▶ Brief
Pick out every line in the rows below that contains the string "roof" and copy each such line in full. Matching is case-sensitive.

▶ The records
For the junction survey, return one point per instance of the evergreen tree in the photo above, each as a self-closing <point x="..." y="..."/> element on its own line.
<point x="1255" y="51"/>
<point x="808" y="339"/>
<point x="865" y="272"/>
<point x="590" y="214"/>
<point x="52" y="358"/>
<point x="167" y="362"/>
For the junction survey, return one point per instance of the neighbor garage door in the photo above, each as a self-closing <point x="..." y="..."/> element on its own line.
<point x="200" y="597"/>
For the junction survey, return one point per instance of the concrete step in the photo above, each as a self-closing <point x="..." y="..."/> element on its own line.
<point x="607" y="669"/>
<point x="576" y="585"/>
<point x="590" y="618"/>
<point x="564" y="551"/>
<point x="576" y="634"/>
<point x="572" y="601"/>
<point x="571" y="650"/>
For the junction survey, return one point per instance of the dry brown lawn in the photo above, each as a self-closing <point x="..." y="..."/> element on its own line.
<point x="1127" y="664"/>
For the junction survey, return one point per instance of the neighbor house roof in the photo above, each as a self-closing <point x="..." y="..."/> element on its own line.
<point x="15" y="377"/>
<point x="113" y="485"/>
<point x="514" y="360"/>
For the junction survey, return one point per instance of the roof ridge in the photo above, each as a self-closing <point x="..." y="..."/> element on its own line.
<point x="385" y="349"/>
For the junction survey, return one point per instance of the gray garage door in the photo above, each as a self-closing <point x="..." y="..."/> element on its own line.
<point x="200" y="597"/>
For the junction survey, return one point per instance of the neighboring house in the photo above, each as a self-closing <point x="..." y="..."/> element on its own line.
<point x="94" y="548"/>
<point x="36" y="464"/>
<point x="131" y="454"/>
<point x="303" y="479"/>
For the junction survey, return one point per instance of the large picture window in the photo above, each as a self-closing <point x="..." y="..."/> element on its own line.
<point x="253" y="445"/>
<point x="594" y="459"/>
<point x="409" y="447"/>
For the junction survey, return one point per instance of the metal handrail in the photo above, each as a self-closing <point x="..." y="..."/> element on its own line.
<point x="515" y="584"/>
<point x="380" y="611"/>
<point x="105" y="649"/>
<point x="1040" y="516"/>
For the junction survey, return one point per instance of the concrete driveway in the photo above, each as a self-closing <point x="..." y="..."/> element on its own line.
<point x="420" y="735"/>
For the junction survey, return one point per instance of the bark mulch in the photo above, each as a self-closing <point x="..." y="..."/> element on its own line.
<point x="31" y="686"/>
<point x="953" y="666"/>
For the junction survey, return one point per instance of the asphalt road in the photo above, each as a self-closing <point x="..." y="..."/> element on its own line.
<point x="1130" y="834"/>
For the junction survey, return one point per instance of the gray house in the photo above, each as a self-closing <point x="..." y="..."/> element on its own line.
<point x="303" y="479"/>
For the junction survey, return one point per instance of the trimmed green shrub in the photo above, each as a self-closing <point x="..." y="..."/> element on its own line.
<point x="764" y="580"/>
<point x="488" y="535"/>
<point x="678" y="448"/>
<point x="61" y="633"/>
==
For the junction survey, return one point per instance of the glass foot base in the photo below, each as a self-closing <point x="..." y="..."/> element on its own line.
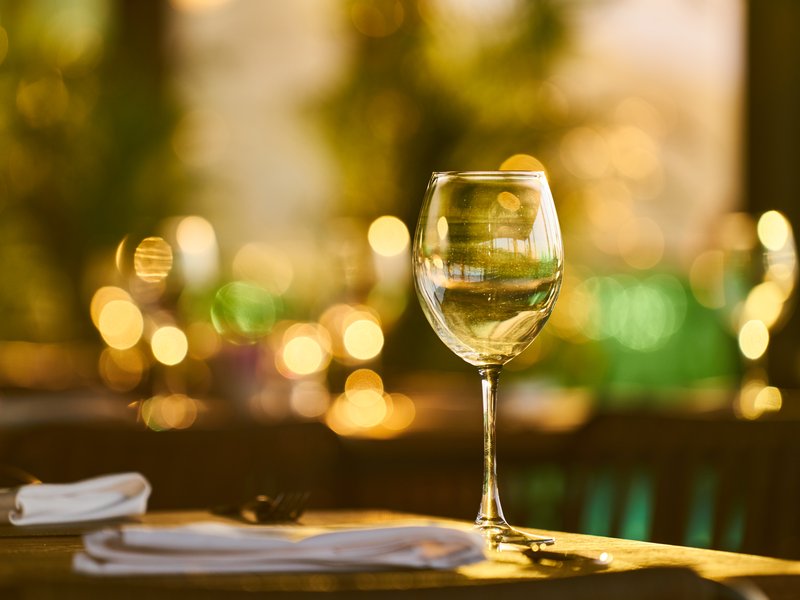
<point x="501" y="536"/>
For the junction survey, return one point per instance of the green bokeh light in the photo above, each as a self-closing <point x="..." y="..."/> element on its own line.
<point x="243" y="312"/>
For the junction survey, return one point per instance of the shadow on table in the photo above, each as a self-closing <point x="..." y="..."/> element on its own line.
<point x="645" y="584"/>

▶ Exercise result
For the junction survey, return one point per instance of the neighbor house roof in the photo above, each as a self-closing <point x="..." y="..."/> element on its own line.
For the junction survey, return one point per instance of the roof ridge in the photo above, each as a self-closing <point x="..." y="..."/> element on its own line.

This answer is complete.